### Data records
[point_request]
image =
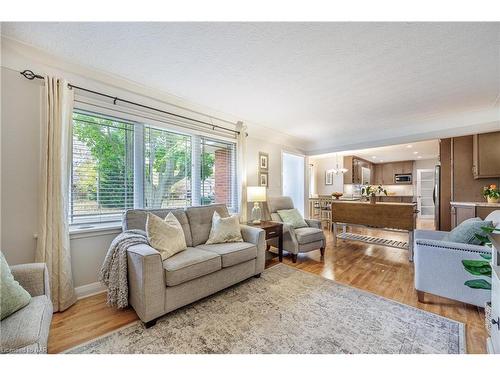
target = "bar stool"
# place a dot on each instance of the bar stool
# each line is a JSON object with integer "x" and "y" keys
{"x": 326, "y": 212}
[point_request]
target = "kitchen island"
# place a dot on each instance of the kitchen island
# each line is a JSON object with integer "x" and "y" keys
{"x": 387, "y": 216}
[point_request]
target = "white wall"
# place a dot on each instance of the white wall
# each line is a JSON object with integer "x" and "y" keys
{"x": 20, "y": 165}
{"x": 20, "y": 149}
{"x": 320, "y": 167}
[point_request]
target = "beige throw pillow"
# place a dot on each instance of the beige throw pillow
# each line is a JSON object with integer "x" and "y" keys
{"x": 166, "y": 235}
{"x": 224, "y": 229}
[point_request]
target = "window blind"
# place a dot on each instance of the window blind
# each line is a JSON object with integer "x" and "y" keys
{"x": 167, "y": 168}
{"x": 120, "y": 164}
{"x": 217, "y": 171}
{"x": 102, "y": 176}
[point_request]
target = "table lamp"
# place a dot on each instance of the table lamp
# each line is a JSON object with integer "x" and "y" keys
{"x": 256, "y": 194}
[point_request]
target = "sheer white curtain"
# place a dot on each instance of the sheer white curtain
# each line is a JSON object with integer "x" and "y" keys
{"x": 242, "y": 170}
{"x": 53, "y": 246}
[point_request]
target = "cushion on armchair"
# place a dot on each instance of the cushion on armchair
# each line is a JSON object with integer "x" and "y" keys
{"x": 466, "y": 231}
{"x": 293, "y": 218}
{"x": 13, "y": 296}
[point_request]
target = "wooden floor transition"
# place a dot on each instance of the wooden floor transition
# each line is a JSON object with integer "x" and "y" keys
{"x": 380, "y": 270}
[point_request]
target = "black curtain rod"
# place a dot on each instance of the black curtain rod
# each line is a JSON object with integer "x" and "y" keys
{"x": 28, "y": 74}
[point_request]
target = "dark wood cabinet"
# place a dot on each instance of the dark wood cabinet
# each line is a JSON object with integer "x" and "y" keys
{"x": 354, "y": 167}
{"x": 461, "y": 212}
{"x": 387, "y": 174}
{"x": 384, "y": 172}
{"x": 486, "y": 155}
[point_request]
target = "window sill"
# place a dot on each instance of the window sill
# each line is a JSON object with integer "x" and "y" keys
{"x": 93, "y": 230}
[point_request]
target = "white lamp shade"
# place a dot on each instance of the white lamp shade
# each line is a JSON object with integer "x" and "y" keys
{"x": 256, "y": 193}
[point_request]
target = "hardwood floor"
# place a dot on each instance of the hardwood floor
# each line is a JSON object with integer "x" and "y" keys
{"x": 380, "y": 270}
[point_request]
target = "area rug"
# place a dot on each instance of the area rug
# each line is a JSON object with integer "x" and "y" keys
{"x": 289, "y": 311}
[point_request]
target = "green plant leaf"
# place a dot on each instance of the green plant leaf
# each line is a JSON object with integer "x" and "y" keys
{"x": 478, "y": 284}
{"x": 482, "y": 238}
{"x": 477, "y": 267}
{"x": 488, "y": 229}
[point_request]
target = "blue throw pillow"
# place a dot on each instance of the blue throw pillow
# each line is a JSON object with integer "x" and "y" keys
{"x": 465, "y": 232}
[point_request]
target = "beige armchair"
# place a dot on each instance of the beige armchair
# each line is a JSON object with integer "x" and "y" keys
{"x": 297, "y": 240}
{"x": 27, "y": 330}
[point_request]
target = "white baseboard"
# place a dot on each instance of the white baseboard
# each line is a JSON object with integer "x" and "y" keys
{"x": 89, "y": 290}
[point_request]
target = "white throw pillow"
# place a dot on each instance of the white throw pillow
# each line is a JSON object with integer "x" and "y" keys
{"x": 224, "y": 229}
{"x": 166, "y": 235}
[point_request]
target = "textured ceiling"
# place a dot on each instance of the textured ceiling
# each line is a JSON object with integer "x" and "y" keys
{"x": 407, "y": 151}
{"x": 325, "y": 83}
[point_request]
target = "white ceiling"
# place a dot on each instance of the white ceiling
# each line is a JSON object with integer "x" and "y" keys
{"x": 330, "y": 85}
{"x": 407, "y": 151}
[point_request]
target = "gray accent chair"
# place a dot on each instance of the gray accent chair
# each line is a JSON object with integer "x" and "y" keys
{"x": 439, "y": 269}
{"x": 297, "y": 240}
{"x": 156, "y": 287}
{"x": 27, "y": 330}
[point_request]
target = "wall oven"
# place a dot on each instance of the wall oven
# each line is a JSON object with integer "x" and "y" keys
{"x": 403, "y": 178}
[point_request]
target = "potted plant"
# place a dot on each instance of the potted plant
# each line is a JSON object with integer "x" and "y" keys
{"x": 482, "y": 268}
{"x": 491, "y": 193}
{"x": 371, "y": 192}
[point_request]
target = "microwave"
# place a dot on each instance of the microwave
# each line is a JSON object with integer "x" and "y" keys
{"x": 402, "y": 178}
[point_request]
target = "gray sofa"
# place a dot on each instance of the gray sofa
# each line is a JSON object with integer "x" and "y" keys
{"x": 297, "y": 240}
{"x": 27, "y": 330}
{"x": 156, "y": 287}
{"x": 439, "y": 269}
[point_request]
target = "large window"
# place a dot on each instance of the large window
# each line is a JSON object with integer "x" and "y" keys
{"x": 102, "y": 178}
{"x": 120, "y": 164}
{"x": 167, "y": 169}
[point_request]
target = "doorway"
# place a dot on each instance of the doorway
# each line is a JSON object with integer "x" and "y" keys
{"x": 425, "y": 191}
{"x": 293, "y": 178}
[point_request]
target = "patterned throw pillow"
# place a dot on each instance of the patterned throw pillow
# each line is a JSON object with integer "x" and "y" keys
{"x": 224, "y": 229}
{"x": 465, "y": 232}
{"x": 292, "y": 217}
{"x": 166, "y": 235}
{"x": 13, "y": 296}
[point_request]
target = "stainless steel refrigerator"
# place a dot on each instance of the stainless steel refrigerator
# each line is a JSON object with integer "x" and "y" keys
{"x": 436, "y": 196}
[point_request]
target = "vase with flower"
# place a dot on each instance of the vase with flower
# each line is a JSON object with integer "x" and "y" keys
{"x": 371, "y": 192}
{"x": 491, "y": 193}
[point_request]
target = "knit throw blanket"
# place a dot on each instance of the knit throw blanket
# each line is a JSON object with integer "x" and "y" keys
{"x": 113, "y": 272}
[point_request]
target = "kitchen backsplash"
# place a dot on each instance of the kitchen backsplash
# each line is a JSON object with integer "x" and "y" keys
{"x": 355, "y": 190}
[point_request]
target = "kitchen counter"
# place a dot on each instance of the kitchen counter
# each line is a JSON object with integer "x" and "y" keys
{"x": 475, "y": 204}
{"x": 383, "y": 215}
{"x": 376, "y": 204}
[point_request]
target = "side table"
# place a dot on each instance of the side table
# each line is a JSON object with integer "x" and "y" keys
{"x": 273, "y": 229}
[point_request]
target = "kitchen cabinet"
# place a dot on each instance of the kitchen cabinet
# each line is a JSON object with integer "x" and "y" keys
######
What number of lines in the records contain the word "shade"? Answer with that number alone.

— Response to this exercise —
2